-- Begin Task material --
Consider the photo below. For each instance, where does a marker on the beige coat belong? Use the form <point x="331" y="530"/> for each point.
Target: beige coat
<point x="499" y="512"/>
-- End Task material --
-- Begin Task material --
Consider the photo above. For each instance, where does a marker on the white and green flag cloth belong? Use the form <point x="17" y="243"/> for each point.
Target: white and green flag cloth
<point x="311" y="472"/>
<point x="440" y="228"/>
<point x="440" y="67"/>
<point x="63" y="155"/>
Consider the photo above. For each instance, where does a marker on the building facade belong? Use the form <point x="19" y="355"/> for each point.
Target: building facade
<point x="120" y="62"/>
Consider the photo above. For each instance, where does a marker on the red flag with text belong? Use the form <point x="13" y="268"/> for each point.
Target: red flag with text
-- End Task material --
State how many lines in the entries above contain the string "text", matching case exactly. Reply with the number alone.

**Written solution:** 2